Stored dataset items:
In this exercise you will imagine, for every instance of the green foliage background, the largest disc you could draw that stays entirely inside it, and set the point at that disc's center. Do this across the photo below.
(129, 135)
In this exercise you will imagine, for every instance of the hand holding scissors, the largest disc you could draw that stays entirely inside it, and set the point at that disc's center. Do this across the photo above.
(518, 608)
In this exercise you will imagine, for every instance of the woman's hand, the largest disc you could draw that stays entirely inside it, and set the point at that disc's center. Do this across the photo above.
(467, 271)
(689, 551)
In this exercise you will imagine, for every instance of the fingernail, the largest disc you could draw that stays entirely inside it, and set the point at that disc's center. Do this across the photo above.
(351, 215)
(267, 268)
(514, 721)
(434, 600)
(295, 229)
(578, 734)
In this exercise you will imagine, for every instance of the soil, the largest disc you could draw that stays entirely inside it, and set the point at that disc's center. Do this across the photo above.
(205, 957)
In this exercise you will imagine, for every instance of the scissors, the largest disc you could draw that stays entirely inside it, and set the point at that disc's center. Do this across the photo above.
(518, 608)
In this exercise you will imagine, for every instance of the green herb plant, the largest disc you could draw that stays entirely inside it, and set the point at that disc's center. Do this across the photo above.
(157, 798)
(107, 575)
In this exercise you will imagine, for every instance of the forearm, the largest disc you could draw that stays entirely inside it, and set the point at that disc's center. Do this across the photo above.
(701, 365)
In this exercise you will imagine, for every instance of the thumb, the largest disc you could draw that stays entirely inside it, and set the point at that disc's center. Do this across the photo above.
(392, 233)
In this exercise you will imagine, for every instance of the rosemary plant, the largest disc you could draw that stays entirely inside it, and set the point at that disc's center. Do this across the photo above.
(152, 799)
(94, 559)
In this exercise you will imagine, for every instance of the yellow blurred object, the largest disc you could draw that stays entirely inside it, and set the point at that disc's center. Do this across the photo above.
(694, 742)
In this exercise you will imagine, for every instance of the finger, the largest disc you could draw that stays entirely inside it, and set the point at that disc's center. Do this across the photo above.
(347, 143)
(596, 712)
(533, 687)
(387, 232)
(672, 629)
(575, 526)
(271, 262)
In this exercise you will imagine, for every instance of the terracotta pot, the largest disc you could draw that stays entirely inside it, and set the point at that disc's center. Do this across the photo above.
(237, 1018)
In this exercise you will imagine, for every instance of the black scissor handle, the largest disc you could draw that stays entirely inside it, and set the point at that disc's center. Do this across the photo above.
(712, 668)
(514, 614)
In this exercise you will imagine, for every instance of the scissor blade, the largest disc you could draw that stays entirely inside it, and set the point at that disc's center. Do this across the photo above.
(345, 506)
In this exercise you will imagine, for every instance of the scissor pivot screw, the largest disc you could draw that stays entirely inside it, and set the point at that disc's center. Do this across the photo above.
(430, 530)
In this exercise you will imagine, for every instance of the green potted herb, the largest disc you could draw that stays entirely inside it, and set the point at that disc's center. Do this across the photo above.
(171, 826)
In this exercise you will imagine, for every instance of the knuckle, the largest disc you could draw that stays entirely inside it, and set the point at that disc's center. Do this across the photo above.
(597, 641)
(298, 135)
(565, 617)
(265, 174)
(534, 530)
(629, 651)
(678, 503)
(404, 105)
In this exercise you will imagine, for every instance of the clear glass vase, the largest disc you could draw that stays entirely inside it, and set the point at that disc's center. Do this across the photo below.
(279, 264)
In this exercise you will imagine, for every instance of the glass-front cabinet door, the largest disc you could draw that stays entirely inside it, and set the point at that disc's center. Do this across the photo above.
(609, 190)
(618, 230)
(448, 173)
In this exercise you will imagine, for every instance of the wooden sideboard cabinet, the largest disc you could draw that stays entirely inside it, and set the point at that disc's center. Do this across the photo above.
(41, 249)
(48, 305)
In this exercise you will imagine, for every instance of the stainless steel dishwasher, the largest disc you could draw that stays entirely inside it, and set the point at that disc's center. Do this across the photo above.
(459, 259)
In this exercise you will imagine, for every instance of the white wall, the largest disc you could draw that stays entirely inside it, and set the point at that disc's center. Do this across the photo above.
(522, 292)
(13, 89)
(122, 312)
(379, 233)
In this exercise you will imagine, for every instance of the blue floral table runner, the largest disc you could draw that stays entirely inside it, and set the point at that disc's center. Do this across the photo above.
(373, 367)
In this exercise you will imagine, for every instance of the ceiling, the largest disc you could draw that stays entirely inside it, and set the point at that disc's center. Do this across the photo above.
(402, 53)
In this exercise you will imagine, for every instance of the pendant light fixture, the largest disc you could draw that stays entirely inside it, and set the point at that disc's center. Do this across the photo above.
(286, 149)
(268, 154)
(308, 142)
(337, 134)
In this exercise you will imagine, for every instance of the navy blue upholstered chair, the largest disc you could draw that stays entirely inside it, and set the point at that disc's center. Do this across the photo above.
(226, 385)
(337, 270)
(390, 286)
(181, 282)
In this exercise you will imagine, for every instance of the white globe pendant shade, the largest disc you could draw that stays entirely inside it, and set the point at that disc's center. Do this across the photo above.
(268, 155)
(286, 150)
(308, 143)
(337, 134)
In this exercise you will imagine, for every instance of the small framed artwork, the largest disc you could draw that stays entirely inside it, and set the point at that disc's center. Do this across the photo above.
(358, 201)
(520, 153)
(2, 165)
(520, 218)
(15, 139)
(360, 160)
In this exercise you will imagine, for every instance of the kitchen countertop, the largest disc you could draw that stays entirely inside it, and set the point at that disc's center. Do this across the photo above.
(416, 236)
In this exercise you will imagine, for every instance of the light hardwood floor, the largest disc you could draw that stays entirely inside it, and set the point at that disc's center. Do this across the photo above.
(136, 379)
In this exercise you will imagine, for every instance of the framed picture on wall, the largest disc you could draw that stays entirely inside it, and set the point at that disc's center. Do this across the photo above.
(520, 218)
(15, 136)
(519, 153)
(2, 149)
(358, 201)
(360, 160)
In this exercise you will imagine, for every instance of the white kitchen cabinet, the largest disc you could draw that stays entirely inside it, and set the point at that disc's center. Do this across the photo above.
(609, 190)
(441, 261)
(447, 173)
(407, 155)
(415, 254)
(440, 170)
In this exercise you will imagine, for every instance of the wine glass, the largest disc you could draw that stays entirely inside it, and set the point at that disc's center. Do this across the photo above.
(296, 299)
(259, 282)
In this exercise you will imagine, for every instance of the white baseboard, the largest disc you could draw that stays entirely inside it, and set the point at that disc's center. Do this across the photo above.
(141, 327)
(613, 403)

Exercise task
Rewrite all of the rows above as a Markdown table with two columns, No and Line, giving each row its number and skipping any blank lines.

Result of the task
| No | Line |
|---|---|
| 1 | In this exercise you will imagine, for every instance of the green foliage background, the largest disc you could draw that stays entirely inside it, and set the point at that disc's center. Do this across the photo below. |
| 2 | (129, 135) |
| 3 | In this exercise you will imagine, for every instance of the hand holding scissors, the largest disc you could draw that stays entirely inside it, and set the point at that disc's center. Do this across the photo above. |
| 4 | (518, 608) |
| 5 | In this exercise you will imagine, for every instance of the woman's hand, the largest disc you could draw that stays entirely inside it, and set the point at that disc's center. Do this across the photo above. |
| 6 | (467, 271) |
| 7 | (689, 551) |
| 8 | In this exercise you will imagine, for every instance of the fingernail, the largest disc you could draw that stays entirely inside it, and set the point at that disc's center. Do this across the photo above. |
| 9 | (351, 215) |
| 10 | (267, 268) |
| 11 | (514, 721) |
| 12 | (434, 600) |
| 13 | (295, 229) |
| 14 | (578, 734) |
| 15 | In this exercise you will imagine, for every instance of the soil, the largest disc you could draw that stays entirely inside it, and set the point at that disc's center. Do this across the photo above. |
| 16 | (205, 957) |
| 17 | In this exercise you will imagine, for every instance of the scissors, the largest disc you could draw that stays entirely inside it, and set the point at that disc's center. Do this across the photo above. |
| 18 | (518, 608) |
| 19 | In this exercise you will imagine, for every instance of the green herb plant, the largest disc you could draw that stays entirely inside it, and set the point at that disc's center. Do this across the photo above. |
| 20 | (157, 798) |
| 21 | (107, 575) |
| 22 | In this exercise you will imagine, for every instance of the forearm, the largest disc you could draw that stays entirely inside it, and set the point at that disc's center. Do this across the photo above. |
| 23 | (701, 365) |
| 24 | In this exercise you will imagine, for every instance of the thumb, the largest disc you could draw that stays entirely inside it, and set the point at that disc's center. Do this across the photo above. |
| 25 | (392, 233) |
| 26 | In this exercise you will imagine, for every instance of the rosemary plant, the largest disc you could draw that stays entirely inside it, and set the point at that disc's center. Do this across the photo above. |
| 27 | (152, 799) |
| 28 | (94, 559) |
| 29 | In this exercise you will imagine, for every instance of the yellow blurred object, the largest disc you could draw that stays entirely inside it, and set the point at that disc's center. Do this across the photo above. |
| 30 | (694, 742) |
| 31 | In this exercise you will imagine, for every instance of the finger, the largest disc you could draw that stays entirely inside it, and set the point at that disc's center. Do this across the photo above. |
| 32 | (347, 143) |
| 33 | (596, 712) |
| 34 | (533, 687) |
| 35 | (387, 232) |
| 36 | (672, 629) |
| 37 | (575, 526) |
| 38 | (271, 262) |
| 39 | In this exercise you will imagine, for every instance of the terracotta pot, the largest disc you could draw that stays entirely inside it, and set the point at that disc's center. Do this across the photo above. |
| 40 | (237, 1018) |
| 41 | In this exercise you will imagine, for every instance of the black scissor handle, the largest disc you could draw that stays entirely inside it, and set the point at that disc's center. Do this across the photo above. |
| 42 | (712, 668) |
| 43 | (514, 614) |
| 44 | In this exercise you will imagine, for every instance of the scissor blade, the largest disc you could draw that stays entirely inside it, and set the point at that disc's center. Do this across the photo above. |
| 45 | (345, 506) |
| 46 | In this exercise you will imagine, for every instance of the scissor pivot screw, the largest disc you could draw that stays entirely inside it, and set the point at that disc's center. Do this across the photo above. |
| 47 | (430, 530) |
| 48 | In this exercise you will imagine, for every instance of the green potted herb, the largest disc you could draw that stays entirely inside it, and set the point at that disc's center. Do this across the photo above. |
| 49 | (171, 826) |
| 50 | In this exercise you will imagine, for every instance of the knuckle, the largest disc you could draw that stays entirely inside it, and set the point at that disc's center. Do this across the photo above. |
| 51 | (597, 641) |
| 52 | (298, 135) |
| 53 | (565, 617) |
| 54 | (265, 174) |
| 55 | (534, 530) |
| 56 | (629, 651) |
| 57 | (678, 503) |
| 58 | (404, 105) |
| 59 | In this exercise you will imagine, for every instance of the clear glass vase, the largest disc you could draw that stays entirely inside it, and set the point at that disc's center. Do this across the photo below. |
| 60 | (279, 264) |
| 61 | In this exercise you will imagine, for every instance of the glass-front cabinet door, the largest disc you could draw that stays entirely inside it, and set the point at that disc's center. Do this across the photo above. |
| 62 | (609, 190) |
| 63 | (618, 230) |
| 64 | (448, 173) |
| 65 | In this exercise you will imagine, for every instance of the wooden sideboard cabinet, the largest disc you could draw that stays entirely inside it, and set the point at that disc's center. Do this across the photo above. |
| 66 | (41, 249) |
| 67 | (48, 305) |
| 68 | In this exercise you will imagine, for every instance of the stainless steel dishwasher, the largest disc you could draw that stays entirely inside it, and set the point at that disc's center. Do this across the photo above. |
| 69 | (459, 259) |
| 70 | In this exercise you will imagine, for every instance of the white wall, the largest disc you could draw that stays entirely inside it, and set the point at that disc's center. Do this across the photo above. |
| 71 | (522, 292) |
| 72 | (13, 89) |
| 73 | (122, 312) |
| 74 | (379, 233) |
| 75 | In this exercise you will imagine, for every instance of the blue floral table runner, the largest disc you could draw that stays entirely inside it, and set the point at that disc's center. Do this across the photo above. |
| 76 | (373, 367) |
| 77 | In this exercise you will imagine, for every instance of the ceiling, the largest disc you could draw that stays entirely inside it, and set the point at that disc's center. Do this across the photo above. |
| 78 | (402, 53) |
| 79 | In this exercise you will imagine, for every instance of the pendant light fixture, the largest disc you could draw that stays entirely inside it, and set the point at that disc's center. Do this across the photo above. |
| 80 | (286, 149) |
| 81 | (268, 154) |
| 82 | (308, 142) |
| 83 | (337, 134) |
| 84 | In this exercise you will imagine, for every instance of the navy blue upholstered chair, the largest disc you could draw that stays entirely inside it, and set the point at that disc's center. Do this across the photo above. |
| 85 | (226, 385) |
| 86 | (337, 270) |
| 87 | (390, 286) |
| 88 | (181, 282) |
| 89 | In this exercise you will imagine, for every instance of the white globe pendant shade, the largest disc you could draw that stays entirely inside it, and set the point at that disc's center. Do this across the photo above. |
| 90 | (268, 155) |
| 91 | (286, 150) |
| 92 | (308, 143) |
| 93 | (337, 134) |
| 94 | In this exercise you will imagine, for every instance of the small framed artwork, the largest disc you could draw that stays entirely inside it, and set the point at that disc's center. Do this across the photo above. |
| 95 | (358, 201) |
| 96 | (520, 153) |
| 97 | (2, 165) |
| 98 | (520, 218) |
| 99 | (15, 139) |
| 100 | (360, 160) |
| 101 | In this exercise you will imagine, for every instance of the kitchen countertop, the largest disc you could draw that stays entirely inside it, and set the point at that disc's center. Do this across the photo above. |
| 102 | (416, 236) |
| 103 | In this exercise you will imagine, for every instance of the light hardwood floor, the largest disc you could draw that stays entirely inside it, and set the point at that disc's center. Do this across the photo above. |
| 104 | (136, 379) |
| 105 | In this exercise you will imagine, for every instance of the framed picture on wall, the largest disc you could draw that stays entirely inside it, and set the point at that disc's center. Do this across the photo above. |
| 106 | (520, 218) |
| 107 | (15, 136) |
| 108 | (519, 153) |
| 109 | (2, 149) |
| 110 | (358, 201) |
| 111 | (360, 160) |
| 112 | In this exercise you will imagine, for every instance of the white kitchen cabinet, the largest disc you could draw that stays entirely inside it, and set the point at that disc's center. Do this across the photo above. |
| 113 | (609, 190) |
| 114 | (441, 261) |
| 115 | (447, 173) |
| 116 | (407, 155) |
| 117 | (415, 254) |
| 118 | (440, 170) |
| 119 | In this exercise you will imagine, for every instance of the wine glass, the largest disc you could draw that stays entirely inside it, and set the point at that disc's center. Do this across the photo above. |
| 120 | (296, 299) |
| 121 | (259, 282) |
| 122 | In this exercise you will imagine, for every instance of the white baseboard, the largest disc you could draw that stays entirely inside it, and set the point at that disc's center. Do this across the photo above. |
| 123 | (141, 327) |
| 124 | (613, 403) |